● **Texte fourni**
Voici les dernières anecdotes pour ce dernier bilan. Il m’est arrivé évidemment des tas d’autres aventures cocasses ou palpitantes, mais il fallait bien faire une sélection. J’espère qu’elles vous plairont.

L’anecdote majeure est une petite histoire qui va surement vous surprendre autant que moi quand je l’ai entendue.

Dans ma boite, depuis plusieurs mois, il y a un prof d’anglais qui vient pour aider les Japonais à progresser dans la langue. Je le vois chaque semaine dans l’open office, mais je n’ai jamais eu l’occasion de lui parler jusqu’à ce qu’un jour, il m’aborde au bureau.

Il me fait « Tu sais qu’on a travaillé dans la même boite il y a quelques années ? Je t’avais vu à Epion. J’avais effectivement fait quelques mois dans cette eikaiwa avant de partir pour bosser en école privée, car les conditions étaient meilleures.

Et il me sort dans la foulée « Tu sais que t’as créé un bon bordel à l’époque ? ». Surpris, je hausse les sourcils en mode « De quoi ? ». J’étais resté moins de 4 mois dans cette eikaiwa, mais ça c’était très bien passé. Il continue et me sors de but en blanc: « Oui, en fait, à l’époque, ils avaient une politique de ne pas embaucher des personnes de couleur (soi-disant, ils faisaient peur aux enfants). Mais quand ton CV est arrivé, ils n’ont pas réussi à l’ouvrir sur PC, et du coup, ils l’ont envoyé sur le fax pour pouvoir l’ouvrir (en noir et blanc donc). Et du coup, ils n’ont pas vu que tu n’étais pas blanc et c’est pour ça qu’ils ont approuvé ta candidature ».

À l’époque, c’était en 2015 je me souviens, j’avais reçu un mail me proposant de venir réaliser une demo-lesson. Fait important, il faut aussi savoir que c’étaient les étrangers déjà embauchés par cette eikaiwa qui faisaient passer les demo-lesson. Aucun Japonais n’était impliqué à ce stade du processus. Et manifestement, les étrangers n’avaient pas reçu le mémo leur précisant qu’ils devaient discriminer certaines catégories de personnes ! Du coup, j’étais arrivé à l’école, j’avais fait ma leçon, et le gars qui m’avait fait passer le test avait dû renvoyer un rapport en disant, j’imagine : « C’est bon, il sait faire le taf, il est embauchable ». Du coup, les HR et le management japonais n’y ont vu que du feu (n’étant pas sur place dans les écoles), ont validé ma candidature et quand ils ont réalisé, c’était trop tard pour me virer sous ce prétexte.

● **Données enregistrées**
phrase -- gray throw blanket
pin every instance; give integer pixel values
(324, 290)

● **Consignes de travail**
A. Relevez tous les appareils et moyens de communication nommés dans le récit sur l'embauche à l'eikaiwa.
B. Recopiez le passage du récit sur l'embauche à l'eikaiwa qui va de « L’anecdote majeure est » jusqu'à « m’aborde au bureau. ».
C. Poursuivez le récit sur l'embauche à l'eikaiwa à partir de l'endroit où il s'arrête.

● **Les réponses**
A. PC, fax, mail

B.
L’anecdote majeure est une petite histoire qui va surement vous surprendre autant que moi quand je l’ai entendue.

Dans ma boite, depuis plusieurs mois, il y a un prof d’anglais qui vient pour aider les Japonais à progresser dans la langue. Je le vois chaque semaine dans l’open office, mais je n’ai jamais eu l’occasion de lui parler jusqu’à ce qu’un jour, il m’aborde au bureau.

C.
Inutile de préciser qu’aucun enfant n’a été traumatisé par ma présence, le racisme et les préjugés n’étant pas innés. Et les staffs Japonais dans l’école où j’ai été placé ont tous été adorables. Mais disons que maintenant, je comprends mieux pourquoi les parents me filmaient constamment de derrière la baie vitrée quand je donnais cours à leurs enfants…

Je vous avoue que je suis resté un peu sur le cul après avoir entendu cette histoire, sans savoir trop quoi en penser. Je ne me serais jamais douté qu’un fax avait pu me permettre de décrocher un job dans ces conditions…

My Crazy Japan Bilan 10 ans Orelsan
Je ne vous ai pas dit ? J’ai croisé Orelsan à Osaka qui se baladait à Amemura.
  • Jusqu’à cette année, en habitant dans le centre-ville, je venais en train au bureau. Ça faisait donc plusieurs années que je n’avais pas pris le train pour faire la navette jusqu’au travail. Depuis que j’y suis forcé, il se passe rarement un mois sans que ma ligne soit arrêtée à cause d’un « incident passager », autrement dit un suicide. C’est assez triste de se rendre au bureau en se disant que tant de gens craquent littérallement en chemin…
  • Ça fait désormais 10 ans que j’essaye d’apprendre aux Japonais l’utilité des mouchoirs. Le Japon à ce niveau, c’est un enfer si tu es misophone: ça renifle de partout et à toutes les saisons. Le métro sans les écouteurs, c’est une torture.
  • En 10 ans ici, je n’ai toujours pas utilisé le jet pour nettoyer les fesses. Désolé, psychologiquement, je peux pas…
  • J’ai vu passer des tanukis (une espèce de raton laveur japonais) dans mon jardin une fois, toute une famille ! Ils étaient super mignons avec leurs petits masques de voleurs et ils m’ont d’ailleurs mangé tous mes épis de maïs !
  • Ça ne fait pas encore un an qu’on a déménagé, du coup, je ne connais pas encore tous les us et coutumes de notre quartier. Et j’ai découvert à mes dépens cet été, qu’il y a un matsuri littéralement à 100 mètres à côté de chez nous, et qui consistait à taper toute la soirée sur des taikos, ces gros tambours japonais. Tous les soirs… Pendant 2 mois consécutifs… Les bâtards…
My Crazy Japan Bilan 10 ans Danjiri
Les fameux danjiris en bois, traditionnellement portés ou trainés à travers tout un quartier.

Quel avenir pour le blog ?

Voilà, ce bilan devrait marquer la fin de mes bilans annuels. Comme je l’expliquais dans mes bilans précédents, j’ai de moins en moins de temps à consacrer au blog, et même un bilan par an, c’est devenu trop pour moi. Pareil pour les articles déjà écrits ; les tenir à jour prendrait déjà un temps considérable que je n’ai plus. Je dédie beaucoup d’énergie mentale au travail et ça m’épuise pas mal.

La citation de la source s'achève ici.